**GIVEN TEXT**.
******************************
The implementation can assign blocks of work to different cores. This means that resources do not need to be reallocated. In the example, this means that we don't need to allocate 8000 arrays of 130 floats. Instead, each core can allocate the space needed (in the space labeled Shared mem) and reuse it for each block that it runs.

GG

The independence requirement allows thread blocks to be scheduled in any order across any number of cores, enabling the programs to be run on all kinds of GPUs without modification. And if you do require inter-block communication, which breaks the independence assumption, you have to make assumptions about the implementation of the GPU's block scheduler, as is discussed in the comments of slide 31.

ajindia

Since the thread block execution can be carried out in any order and also possibly simultaneously using multiple cores, one must be careful when reading and writing from global memory. One would need to lock any global variable being accessed across thread blocks in order to avoid race conditions.

kfc9001

@ajindia As I learned painfully from Assignment 2, locking in CUDA with a shared memory mutex/semaphore is hard. There is no cache coherency protocol in place, so every read and write needs to be done with an atomic instruction. Also, because all the threads in a warp execute in lockstep, you incur a lot of thrashing because different threads will all attempt to grab the lock at exactly the same time, leaving it completely arbitrary as to who gets the lock (no bounded waiting, etc). You're better off writing to a local array, and then in the host code accumulating all the results and writing to global memory in one transaction.
******************************
**PROVIDED DATA**.
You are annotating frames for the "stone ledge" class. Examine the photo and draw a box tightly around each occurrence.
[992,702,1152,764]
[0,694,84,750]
******************************
**EXERCISE INSTRUCTIONS**. Reproduce verbatim the passage of the CUDA thread block discussion starting at "The independence requirement" and ending at "of slide 31.".

**TASK RESPONSE**.
The independence requirement allows thread blocks to be scheduled in any order across any number of cores, enabling the programs to be run on all kinds of GPUs without modification. And if you do require inter-block communication, which breaks the independence assumption, you have to make assumptions about the implementation of the GPU's block scheduler, as is discussed in the comments of slide 31.